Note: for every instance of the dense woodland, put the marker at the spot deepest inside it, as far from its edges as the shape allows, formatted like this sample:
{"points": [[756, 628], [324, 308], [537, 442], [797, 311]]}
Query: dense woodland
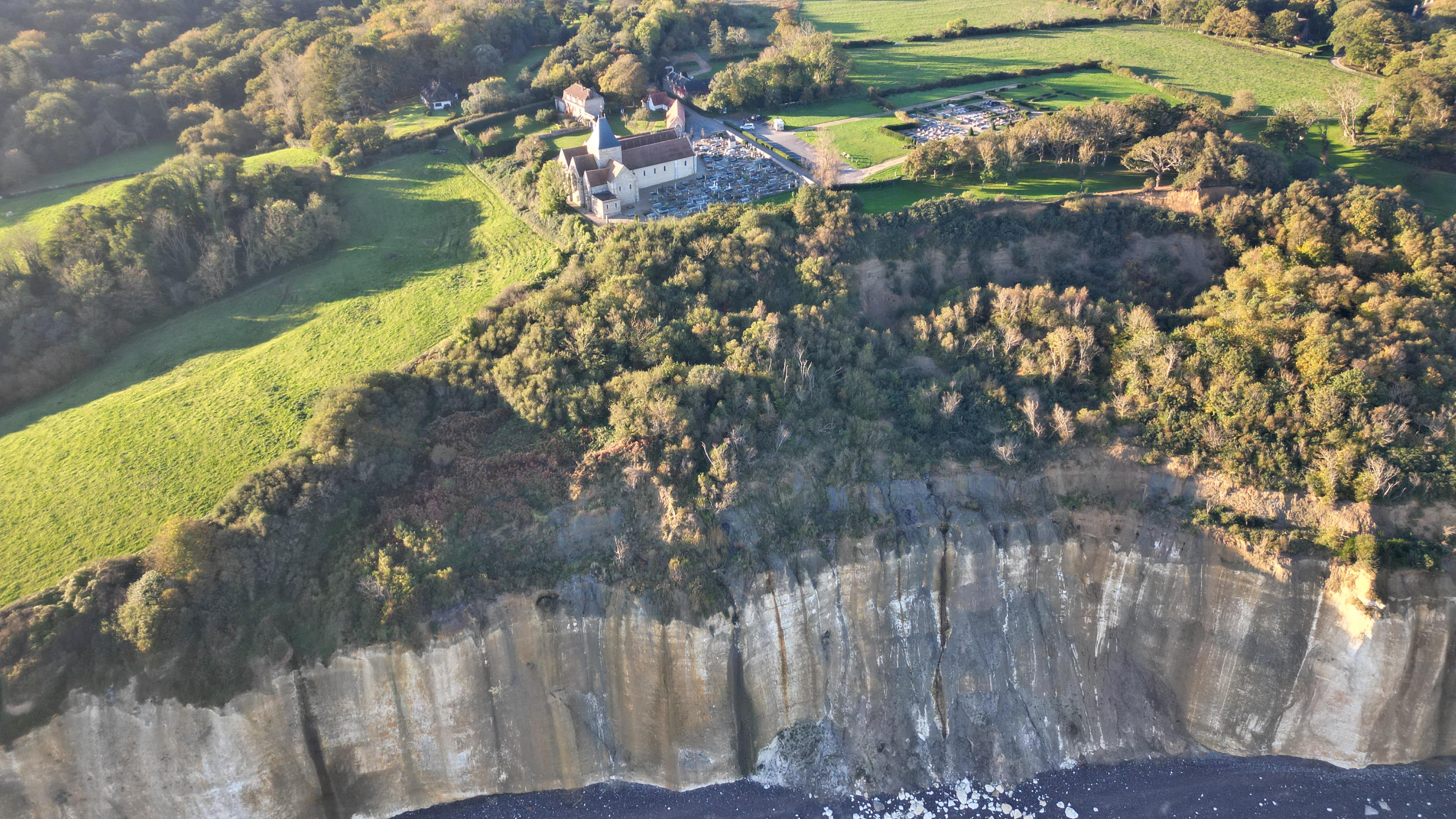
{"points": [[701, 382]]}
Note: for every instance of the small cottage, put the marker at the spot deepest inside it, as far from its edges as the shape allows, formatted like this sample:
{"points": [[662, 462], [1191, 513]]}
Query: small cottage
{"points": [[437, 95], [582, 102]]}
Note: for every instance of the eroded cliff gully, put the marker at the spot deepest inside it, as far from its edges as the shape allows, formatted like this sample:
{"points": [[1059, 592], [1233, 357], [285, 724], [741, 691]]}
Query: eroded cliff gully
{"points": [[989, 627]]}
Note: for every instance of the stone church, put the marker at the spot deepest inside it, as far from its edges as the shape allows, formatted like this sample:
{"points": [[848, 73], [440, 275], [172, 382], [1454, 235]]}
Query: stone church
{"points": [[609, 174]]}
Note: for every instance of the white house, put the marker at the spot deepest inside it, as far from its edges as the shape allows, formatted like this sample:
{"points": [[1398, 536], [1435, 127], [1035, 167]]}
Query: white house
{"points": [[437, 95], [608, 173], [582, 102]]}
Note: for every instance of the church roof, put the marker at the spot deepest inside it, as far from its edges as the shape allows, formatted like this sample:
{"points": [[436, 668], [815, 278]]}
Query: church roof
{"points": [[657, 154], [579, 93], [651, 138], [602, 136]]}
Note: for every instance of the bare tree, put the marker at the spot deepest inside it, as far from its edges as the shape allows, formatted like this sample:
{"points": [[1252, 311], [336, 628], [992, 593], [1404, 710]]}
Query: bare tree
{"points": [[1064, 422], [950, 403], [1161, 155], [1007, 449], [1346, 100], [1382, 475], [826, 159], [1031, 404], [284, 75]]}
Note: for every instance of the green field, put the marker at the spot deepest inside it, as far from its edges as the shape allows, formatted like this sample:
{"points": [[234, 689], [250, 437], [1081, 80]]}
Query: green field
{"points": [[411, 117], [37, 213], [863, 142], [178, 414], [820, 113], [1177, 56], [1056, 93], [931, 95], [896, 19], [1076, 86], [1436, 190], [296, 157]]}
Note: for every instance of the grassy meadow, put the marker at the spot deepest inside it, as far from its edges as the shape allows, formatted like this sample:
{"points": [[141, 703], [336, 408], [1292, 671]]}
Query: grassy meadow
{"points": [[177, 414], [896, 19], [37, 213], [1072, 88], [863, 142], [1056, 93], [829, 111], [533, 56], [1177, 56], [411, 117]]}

::::::::

* Work required *
Transcribe the preceding listing in its entirety and with exact wording, leaving out pictures.

* Written solution *
Note: for every instance of the dense woodland, put the marker at the spot deepest inside it, as far from its edges as the shape allows, formatted like this sample:
{"points": [[756, 628], [324, 308], [537, 442], [797, 311]]}
Query: dense woodland
{"points": [[701, 382]]}
Note: for every instance of the small cottage, put the marker at the spot deepest inside it, as far from its edges as the shape allows, formatted like this sample:
{"points": [[662, 462], [1191, 513]]}
Query: small cottage
{"points": [[437, 95], [582, 102]]}
Note: for every instance of the eroded cliff gully, put the marker at the spot deepest inside it, as far from its edges as the shape allows, formatted like this sample:
{"points": [[1059, 592], [1233, 357], [285, 724], [741, 691]]}
Query: eroded cliff gully
{"points": [[989, 627]]}
Note: for every instance of the stone church, put the marker at the spot deepest inside it, as far from its edges as the shape allows, formatted like this sample:
{"points": [[848, 73], [440, 275], [172, 382], [1454, 235]]}
Query: stone church
{"points": [[609, 174]]}
Note: for every instance of the white house, put the marker at the spot deepest inside it, as far from its edges as the shape allows, formatted like this sample:
{"points": [[1398, 536], [1435, 127], [1035, 167]]}
Query: white house
{"points": [[437, 95], [608, 173], [582, 102]]}
Note: for every instance of the church roof, put the marker at the spot deepest inside it, as far from its edges as the shape allows, formatted like this sample:
{"points": [[436, 668], [815, 278]]}
Query: church roof
{"points": [[657, 154], [579, 93], [651, 138], [602, 136]]}
Note: for every instance of the bare tree, put the marker at the spot deepest inside it, as far from its edges as the shape allows, formatted like this sample:
{"points": [[1252, 311], [336, 628], [992, 593], [1404, 710]]}
Query: bare tree
{"points": [[1064, 422], [950, 403], [1161, 155], [1007, 449], [1346, 100], [1382, 475], [826, 159], [1031, 404], [284, 75]]}
Note: for every instance of the green field, put the marker at the spot deepest inside it, as far from its edges as the shape allows, formatted like this sample:
{"points": [[234, 689], [250, 437], [1081, 80]]}
Query: green field
{"points": [[411, 117], [37, 213], [863, 142], [178, 414], [820, 113], [1177, 56], [1056, 93], [931, 95], [896, 19], [1076, 86], [1436, 190], [296, 157]]}
Note: for every instance of the grassy meadow, put the marker at the spot deepest inside it, as far from its edges as the shape allows, formatted like this sample:
{"points": [[141, 703], [336, 408], [1292, 671]]}
Query: grassy meadow
{"points": [[177, 414], [896, 19], [37, 213], [1072, 88], [863, 142], [1056, 93], [829, 111], [533, 56], [1177, 56], [411, 117]]}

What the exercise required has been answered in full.